Content starts

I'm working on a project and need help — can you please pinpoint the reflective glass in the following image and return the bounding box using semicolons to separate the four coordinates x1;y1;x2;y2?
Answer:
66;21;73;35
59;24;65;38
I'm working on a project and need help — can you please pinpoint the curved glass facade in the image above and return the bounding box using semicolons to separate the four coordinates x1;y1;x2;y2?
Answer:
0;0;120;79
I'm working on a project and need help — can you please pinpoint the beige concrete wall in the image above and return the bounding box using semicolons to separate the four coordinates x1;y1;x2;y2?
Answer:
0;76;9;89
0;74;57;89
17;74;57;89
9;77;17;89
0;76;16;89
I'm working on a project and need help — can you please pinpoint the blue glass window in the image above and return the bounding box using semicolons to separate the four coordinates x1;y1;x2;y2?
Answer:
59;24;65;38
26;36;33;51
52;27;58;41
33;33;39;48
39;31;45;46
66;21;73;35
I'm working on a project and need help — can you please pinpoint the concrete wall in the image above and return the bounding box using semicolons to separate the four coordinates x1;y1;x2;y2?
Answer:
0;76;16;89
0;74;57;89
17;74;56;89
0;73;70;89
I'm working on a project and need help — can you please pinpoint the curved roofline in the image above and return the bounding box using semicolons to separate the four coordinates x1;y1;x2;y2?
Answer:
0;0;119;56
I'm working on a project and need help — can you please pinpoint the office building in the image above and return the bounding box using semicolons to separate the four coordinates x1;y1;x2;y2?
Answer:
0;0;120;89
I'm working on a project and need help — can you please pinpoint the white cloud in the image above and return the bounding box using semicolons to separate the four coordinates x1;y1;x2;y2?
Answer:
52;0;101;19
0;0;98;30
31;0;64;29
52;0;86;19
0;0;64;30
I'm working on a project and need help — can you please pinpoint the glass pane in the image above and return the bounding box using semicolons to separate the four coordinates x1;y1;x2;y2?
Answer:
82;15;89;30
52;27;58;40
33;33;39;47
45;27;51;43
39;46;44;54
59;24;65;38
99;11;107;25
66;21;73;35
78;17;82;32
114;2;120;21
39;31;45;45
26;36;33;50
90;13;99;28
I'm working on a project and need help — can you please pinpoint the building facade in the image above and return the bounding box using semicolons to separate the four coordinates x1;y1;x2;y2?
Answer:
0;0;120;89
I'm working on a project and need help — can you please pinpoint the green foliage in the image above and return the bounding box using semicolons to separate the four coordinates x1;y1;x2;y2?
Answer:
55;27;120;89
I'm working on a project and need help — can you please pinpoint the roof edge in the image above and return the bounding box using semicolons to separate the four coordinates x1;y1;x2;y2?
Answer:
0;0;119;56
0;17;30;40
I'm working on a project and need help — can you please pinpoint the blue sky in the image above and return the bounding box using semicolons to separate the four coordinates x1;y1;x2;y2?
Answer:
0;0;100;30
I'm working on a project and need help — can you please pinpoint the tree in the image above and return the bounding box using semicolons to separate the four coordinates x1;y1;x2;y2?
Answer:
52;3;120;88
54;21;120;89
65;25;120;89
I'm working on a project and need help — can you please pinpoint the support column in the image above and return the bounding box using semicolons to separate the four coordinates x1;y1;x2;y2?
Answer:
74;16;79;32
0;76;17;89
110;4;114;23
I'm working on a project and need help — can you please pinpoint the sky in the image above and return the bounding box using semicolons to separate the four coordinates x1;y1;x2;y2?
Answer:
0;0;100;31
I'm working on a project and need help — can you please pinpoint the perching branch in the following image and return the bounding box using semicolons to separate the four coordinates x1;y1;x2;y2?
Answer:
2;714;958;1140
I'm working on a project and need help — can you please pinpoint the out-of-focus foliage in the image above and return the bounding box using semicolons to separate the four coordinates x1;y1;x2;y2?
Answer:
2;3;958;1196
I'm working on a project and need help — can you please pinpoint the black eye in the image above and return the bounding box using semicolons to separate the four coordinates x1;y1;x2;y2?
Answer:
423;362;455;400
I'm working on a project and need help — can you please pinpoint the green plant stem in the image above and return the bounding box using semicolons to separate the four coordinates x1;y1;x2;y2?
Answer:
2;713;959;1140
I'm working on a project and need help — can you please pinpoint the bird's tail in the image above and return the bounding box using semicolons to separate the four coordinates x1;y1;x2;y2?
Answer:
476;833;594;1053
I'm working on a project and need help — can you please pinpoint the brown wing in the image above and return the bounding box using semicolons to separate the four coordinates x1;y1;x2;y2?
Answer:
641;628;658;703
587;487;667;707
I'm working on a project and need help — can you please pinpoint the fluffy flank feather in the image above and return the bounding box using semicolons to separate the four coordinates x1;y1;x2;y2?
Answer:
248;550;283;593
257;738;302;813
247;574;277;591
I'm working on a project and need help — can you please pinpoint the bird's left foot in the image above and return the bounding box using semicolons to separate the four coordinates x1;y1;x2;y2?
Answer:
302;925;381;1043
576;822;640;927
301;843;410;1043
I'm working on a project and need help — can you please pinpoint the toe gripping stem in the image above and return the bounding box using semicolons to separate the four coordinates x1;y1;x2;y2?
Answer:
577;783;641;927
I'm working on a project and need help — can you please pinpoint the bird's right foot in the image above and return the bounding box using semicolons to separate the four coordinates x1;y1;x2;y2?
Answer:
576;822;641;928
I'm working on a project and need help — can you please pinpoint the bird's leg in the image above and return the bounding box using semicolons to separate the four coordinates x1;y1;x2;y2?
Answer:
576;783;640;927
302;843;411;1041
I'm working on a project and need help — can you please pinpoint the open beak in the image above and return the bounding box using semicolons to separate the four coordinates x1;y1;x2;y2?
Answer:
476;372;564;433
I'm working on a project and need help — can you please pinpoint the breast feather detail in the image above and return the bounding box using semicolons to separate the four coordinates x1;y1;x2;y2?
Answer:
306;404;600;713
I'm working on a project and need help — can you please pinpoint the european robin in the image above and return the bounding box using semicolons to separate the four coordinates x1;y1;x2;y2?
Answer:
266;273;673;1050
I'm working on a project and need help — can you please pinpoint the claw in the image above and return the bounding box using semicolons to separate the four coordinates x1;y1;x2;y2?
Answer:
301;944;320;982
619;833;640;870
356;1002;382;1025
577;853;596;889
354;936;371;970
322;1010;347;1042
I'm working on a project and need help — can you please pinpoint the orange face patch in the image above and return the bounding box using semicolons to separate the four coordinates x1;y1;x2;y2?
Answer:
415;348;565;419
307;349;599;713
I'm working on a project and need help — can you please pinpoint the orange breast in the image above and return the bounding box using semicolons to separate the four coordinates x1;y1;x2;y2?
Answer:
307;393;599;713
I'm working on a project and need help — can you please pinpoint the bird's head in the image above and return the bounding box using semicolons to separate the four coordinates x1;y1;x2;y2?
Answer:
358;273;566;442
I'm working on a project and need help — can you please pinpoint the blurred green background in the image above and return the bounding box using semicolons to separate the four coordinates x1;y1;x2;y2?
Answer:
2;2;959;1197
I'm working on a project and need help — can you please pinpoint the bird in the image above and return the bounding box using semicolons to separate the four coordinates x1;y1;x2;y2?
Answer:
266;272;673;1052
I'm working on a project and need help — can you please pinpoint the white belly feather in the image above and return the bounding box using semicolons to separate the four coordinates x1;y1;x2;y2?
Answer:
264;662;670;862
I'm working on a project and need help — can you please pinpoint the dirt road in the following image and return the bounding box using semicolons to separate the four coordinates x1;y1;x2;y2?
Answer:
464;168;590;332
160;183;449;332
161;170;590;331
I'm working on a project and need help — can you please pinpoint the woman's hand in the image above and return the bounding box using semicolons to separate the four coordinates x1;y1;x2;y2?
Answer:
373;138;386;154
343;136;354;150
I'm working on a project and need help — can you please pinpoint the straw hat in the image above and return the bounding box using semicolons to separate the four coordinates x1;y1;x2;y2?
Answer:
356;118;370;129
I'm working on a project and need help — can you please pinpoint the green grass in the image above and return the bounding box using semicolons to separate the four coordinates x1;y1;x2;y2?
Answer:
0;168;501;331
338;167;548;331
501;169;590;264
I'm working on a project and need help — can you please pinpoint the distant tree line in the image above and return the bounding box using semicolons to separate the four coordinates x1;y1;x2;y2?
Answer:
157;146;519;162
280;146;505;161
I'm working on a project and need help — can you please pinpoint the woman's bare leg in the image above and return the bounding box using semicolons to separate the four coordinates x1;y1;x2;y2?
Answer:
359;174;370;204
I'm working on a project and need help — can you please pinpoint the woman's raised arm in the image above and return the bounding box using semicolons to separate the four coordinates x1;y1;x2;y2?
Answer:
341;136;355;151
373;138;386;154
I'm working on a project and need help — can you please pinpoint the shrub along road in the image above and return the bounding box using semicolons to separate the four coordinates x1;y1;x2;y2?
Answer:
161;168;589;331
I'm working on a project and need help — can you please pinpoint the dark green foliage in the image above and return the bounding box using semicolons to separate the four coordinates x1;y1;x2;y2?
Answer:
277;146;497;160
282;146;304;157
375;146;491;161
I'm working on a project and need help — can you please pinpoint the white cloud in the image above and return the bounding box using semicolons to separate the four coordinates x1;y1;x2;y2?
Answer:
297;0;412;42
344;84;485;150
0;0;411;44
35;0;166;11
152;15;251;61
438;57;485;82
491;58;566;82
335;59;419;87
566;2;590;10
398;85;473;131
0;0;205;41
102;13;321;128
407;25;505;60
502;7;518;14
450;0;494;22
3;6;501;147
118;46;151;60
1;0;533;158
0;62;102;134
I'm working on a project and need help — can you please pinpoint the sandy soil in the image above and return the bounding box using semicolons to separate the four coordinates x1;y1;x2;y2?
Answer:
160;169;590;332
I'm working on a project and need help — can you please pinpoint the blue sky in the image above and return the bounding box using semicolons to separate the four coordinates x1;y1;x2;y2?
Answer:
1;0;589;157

Content ends

■ Task to carry out ■
Scan the material above for lines holding "tree" and copy each of them.

■ Response to this task ■
I'm working on a project and need help — can you please pinpoint the tree in the image above and return the bounding box using semicolons to separate the four coordinates x1;y1;x2;y2?
I'm working on a project and need help — can you please pinpoint the distant tree line in the image above and return the bounding box using semicolons to separate the four coordinates x1;y1;x2;y2?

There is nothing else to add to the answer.